Reproduce the patent claims below on detecting patterns with complex exponential smoothing word for word, from start to finish.

**Document**
+ + +
1. A system for detecting patterns, comprising:
a monitor for capturing event values from an entity;
a running value calculation system for calculating a new running value based on a previous running value using complex exponential smoothing, wherein both the new running value and previous running value are complex numbers; and
an analysis system for recognizing patterns by analyzing the new running value.
2. The system of claim 1, wherein event values comprise business event data selected from the group consisting of: financial transactions, network transaction, and operational transactions.
3. The system of claim 1, wherein for event values captured at regular time periods, a new running value RVN for a captured event value v is calculated using:

RV N =KC*RV P+(1−K)*v,
where:
K=0.5**(1/(W*N)),
C=cos(2*pi/W)+i*sin(2*pi/W),
RVP is the previous running value,
W is a selected wavelength, and
N is a selected wavelength number.
4. The system of claim 1, wherein for event values captured at irregular time periods, a new running value RVN for a captured event value v is calculated using:

RV N =KC**T*RV P+(1−K**T)*v,
where:
K=0.5**(1/(W*N)),
C=cos(2*pi/W)+i*sin(2*pi/W),
RVP is the previous running value,
W is a selected wavelength, and
N is a selected wavelength number.
+ + +
**Information provided**

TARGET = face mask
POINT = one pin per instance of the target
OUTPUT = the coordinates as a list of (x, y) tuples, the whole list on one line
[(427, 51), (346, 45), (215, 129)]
+ + +
**Answer for this exercise**
1. A system for detecting patterns, comprising:
a monitor for capturing event values from an entity;
a running value calculation system for calculating a new running value based on a previous running value using complex exponential smoothing, wherein both the new running value and previous running value are complex numbers; and
an analysis system for recognizing patterns by analyzing the new running value.
2. The system of claim 1, wherein event values comprise business event data selected from the group consisting of: financial transactions, network transaction, and operational transactions.
3. The system of claim 1, wherein for event values captured at regular time periods, a new running value RVN for a captured event value v is calculated using:

RV N =KC*RV P+(1−K)*v,
where:
K=0.5**(1/(W*N)),
C=cos(2*pi/W)+i*sin(2*pi/W),
RVP is the previous running value,
W is a selected wavelength, and
N is a selected wavelength number.
4. The system of claim 1, wherein for event values captured at irregular time periods, a new running value RVN for a captured event value v is calculated using:

RV N =KC**T*RV P+(1−K**T)*v,
where:
K=0.5**(1/(W*N)),
C=cos(2*pi/W)+i*sin(2*pi/W),
RVP is the previous running value,
W is a selected wavelength, and
N is a selected wavelength number.